DESCRIPTION OF THE TASK
What do the lines say from the one containing "For every instance of the rider" to the end of the records? Restate them word for word, and only those.

┄┄┄┄┄┄┄┄┄┄

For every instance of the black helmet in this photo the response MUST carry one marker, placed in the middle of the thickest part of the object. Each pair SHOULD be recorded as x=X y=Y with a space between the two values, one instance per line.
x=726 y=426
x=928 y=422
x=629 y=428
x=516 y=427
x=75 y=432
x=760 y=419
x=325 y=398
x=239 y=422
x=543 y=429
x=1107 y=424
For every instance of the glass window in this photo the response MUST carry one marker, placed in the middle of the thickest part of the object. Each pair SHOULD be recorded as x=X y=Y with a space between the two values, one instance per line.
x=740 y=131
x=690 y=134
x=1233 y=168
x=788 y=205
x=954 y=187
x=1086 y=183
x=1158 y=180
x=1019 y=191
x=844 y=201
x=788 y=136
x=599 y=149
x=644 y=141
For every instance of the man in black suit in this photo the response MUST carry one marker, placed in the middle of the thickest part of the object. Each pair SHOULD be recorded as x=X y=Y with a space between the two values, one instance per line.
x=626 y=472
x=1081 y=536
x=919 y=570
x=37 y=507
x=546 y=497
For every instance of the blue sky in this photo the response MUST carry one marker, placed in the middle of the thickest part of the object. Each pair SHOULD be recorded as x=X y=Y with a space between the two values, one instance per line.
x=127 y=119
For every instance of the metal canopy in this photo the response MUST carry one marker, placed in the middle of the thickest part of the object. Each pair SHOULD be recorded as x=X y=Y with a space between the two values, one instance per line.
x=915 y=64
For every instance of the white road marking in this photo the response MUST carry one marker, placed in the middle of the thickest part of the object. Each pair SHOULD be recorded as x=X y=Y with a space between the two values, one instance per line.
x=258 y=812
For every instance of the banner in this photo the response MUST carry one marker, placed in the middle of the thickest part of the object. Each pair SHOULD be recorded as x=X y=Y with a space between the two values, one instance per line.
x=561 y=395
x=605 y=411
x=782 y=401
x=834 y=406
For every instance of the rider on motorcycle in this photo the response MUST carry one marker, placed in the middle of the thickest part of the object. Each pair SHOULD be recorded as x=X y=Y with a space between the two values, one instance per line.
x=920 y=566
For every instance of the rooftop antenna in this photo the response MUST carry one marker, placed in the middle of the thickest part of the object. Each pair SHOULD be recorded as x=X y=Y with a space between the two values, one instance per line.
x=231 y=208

┄┄┄┄┄┄┄┄┄┄

EXERCISE OUTPUT
For every instance of the rider on motorcycle in this photo the response MUST carry one marker, placed in the middle of the thickest part of the object. Each pair SHOULD be recorded as x=X y=Y with a space between the two values, one instance per line.
x=920 y=566
For every instance of the rooftop antenna in this photo the response MUST carry one marker, placed in the middle of the thickest part of the object. Each pair SHOULD be recorded as x=X y=Y with a space between the two values, one instance per line.
x=231 y=208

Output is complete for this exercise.